Available records >>
━━━━━━━━━━━━━━━━━━━━━━━━━━━━━━

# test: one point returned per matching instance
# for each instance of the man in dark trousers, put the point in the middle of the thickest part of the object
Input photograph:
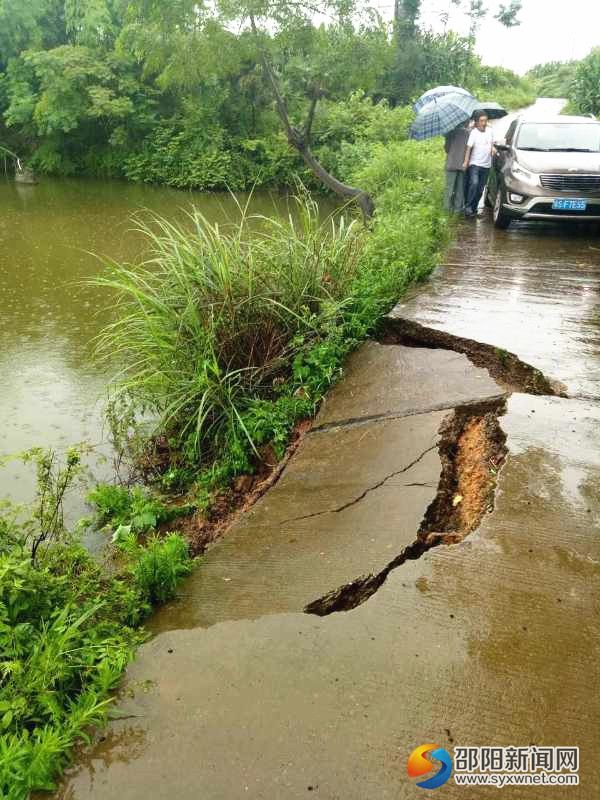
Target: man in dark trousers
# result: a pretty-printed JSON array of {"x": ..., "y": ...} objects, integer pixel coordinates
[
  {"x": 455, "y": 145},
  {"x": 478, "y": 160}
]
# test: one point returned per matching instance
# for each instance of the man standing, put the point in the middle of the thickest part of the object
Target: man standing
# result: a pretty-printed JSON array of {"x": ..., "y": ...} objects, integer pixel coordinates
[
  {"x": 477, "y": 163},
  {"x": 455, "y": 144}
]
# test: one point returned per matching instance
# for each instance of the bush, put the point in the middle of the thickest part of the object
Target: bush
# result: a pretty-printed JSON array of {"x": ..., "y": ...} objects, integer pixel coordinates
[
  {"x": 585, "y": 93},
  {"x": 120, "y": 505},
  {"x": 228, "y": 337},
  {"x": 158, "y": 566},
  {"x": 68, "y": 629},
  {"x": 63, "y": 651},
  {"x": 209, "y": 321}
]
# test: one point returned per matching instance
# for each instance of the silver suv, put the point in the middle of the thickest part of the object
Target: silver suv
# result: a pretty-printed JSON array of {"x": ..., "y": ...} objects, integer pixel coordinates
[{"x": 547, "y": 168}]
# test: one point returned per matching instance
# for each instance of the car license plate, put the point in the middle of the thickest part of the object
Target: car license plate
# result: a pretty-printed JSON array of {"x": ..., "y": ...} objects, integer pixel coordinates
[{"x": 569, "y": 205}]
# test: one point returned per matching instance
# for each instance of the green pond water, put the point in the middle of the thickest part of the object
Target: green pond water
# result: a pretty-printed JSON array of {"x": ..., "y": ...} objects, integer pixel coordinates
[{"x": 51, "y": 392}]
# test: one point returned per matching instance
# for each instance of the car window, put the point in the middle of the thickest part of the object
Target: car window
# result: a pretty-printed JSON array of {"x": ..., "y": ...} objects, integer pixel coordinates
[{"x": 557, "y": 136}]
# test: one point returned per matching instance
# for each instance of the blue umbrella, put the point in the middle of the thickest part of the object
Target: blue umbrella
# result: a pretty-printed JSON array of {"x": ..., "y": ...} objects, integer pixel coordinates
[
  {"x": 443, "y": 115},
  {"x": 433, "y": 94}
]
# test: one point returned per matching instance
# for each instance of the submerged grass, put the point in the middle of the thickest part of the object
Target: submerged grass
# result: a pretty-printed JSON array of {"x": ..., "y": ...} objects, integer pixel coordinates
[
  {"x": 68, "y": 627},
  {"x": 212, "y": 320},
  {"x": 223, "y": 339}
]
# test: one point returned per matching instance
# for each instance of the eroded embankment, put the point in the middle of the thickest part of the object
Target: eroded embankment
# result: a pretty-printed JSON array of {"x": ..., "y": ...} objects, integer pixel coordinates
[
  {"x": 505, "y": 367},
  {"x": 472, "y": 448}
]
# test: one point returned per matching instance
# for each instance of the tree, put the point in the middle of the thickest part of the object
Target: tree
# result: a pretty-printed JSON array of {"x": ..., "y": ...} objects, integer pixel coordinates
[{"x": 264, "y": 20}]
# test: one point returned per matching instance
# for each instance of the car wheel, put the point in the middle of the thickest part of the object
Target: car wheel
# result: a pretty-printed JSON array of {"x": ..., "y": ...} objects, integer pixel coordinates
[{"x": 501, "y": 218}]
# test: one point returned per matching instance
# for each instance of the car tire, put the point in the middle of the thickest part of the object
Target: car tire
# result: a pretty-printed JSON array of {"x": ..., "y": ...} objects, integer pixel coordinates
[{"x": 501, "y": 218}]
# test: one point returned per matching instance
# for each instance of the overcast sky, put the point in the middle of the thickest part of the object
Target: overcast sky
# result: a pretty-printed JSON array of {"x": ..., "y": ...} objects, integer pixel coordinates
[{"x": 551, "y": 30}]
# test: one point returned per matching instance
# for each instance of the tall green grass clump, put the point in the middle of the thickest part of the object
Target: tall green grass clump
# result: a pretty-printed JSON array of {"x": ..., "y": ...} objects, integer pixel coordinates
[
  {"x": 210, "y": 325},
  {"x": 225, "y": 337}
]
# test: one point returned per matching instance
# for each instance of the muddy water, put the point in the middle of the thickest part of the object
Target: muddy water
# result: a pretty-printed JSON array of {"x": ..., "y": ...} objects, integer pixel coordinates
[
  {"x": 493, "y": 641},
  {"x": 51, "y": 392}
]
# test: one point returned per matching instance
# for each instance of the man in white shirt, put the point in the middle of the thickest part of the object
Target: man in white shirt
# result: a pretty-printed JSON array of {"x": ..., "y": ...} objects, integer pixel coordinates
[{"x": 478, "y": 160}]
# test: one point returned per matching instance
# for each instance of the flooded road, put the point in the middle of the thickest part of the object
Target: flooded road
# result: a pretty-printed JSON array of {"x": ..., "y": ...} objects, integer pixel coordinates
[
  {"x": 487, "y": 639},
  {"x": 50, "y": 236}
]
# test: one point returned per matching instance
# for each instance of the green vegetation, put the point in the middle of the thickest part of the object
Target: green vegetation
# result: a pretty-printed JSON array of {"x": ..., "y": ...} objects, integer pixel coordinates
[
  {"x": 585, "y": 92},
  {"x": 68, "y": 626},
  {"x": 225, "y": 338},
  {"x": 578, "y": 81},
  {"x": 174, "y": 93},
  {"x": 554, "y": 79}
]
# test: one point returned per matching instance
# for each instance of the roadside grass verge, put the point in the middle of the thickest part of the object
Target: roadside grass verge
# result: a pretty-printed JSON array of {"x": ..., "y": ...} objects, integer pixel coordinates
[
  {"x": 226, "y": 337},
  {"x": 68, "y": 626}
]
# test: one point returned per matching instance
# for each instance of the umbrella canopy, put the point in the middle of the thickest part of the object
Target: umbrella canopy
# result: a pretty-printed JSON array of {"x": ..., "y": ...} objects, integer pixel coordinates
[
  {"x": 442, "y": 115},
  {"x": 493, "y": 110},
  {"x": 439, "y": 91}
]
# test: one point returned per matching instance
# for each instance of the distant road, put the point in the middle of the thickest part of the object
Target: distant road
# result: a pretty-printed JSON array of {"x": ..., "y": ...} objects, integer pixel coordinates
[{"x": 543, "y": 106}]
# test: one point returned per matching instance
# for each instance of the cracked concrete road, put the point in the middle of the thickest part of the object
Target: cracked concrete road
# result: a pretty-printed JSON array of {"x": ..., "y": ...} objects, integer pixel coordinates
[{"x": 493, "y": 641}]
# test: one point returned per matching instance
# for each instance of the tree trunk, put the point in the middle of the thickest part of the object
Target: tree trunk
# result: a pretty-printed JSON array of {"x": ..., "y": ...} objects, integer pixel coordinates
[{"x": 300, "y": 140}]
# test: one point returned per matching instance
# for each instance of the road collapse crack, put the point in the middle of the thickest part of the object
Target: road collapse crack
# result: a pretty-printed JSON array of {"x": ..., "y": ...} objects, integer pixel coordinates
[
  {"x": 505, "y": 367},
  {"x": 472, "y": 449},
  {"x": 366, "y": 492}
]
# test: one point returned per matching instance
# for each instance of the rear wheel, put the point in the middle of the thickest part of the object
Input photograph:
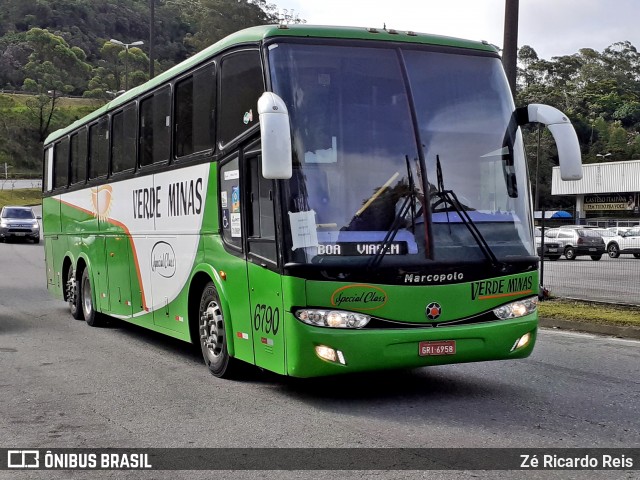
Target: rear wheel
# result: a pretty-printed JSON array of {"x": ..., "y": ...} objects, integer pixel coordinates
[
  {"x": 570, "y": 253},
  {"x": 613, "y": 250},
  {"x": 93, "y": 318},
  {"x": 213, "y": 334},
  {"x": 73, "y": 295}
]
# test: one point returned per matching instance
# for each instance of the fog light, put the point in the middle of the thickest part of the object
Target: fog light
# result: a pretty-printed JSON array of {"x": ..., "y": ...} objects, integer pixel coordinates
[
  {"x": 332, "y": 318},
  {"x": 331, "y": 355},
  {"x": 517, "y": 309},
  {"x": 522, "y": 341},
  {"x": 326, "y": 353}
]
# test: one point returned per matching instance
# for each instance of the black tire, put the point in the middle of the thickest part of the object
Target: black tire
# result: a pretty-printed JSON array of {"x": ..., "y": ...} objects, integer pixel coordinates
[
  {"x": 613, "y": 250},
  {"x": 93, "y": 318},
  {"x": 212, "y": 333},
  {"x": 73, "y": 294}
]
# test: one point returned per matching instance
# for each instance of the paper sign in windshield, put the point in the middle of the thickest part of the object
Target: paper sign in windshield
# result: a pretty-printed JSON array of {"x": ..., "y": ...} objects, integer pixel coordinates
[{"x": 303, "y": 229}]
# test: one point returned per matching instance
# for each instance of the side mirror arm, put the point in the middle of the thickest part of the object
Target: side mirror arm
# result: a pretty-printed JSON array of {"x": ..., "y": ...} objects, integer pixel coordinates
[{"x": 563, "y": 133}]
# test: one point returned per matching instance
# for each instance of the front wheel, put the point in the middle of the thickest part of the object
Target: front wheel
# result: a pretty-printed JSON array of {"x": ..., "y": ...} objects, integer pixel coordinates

━━━━━━━━━━━━━━━━━━━━━━━━━━━━━━

Action item >>
For every line of the material above that contains the word "eroded", show the line.

Result of the exercise >>
# for each instance of the eroded embankment, put the point in the middle of the thickest part of the object
Target: eroded embankment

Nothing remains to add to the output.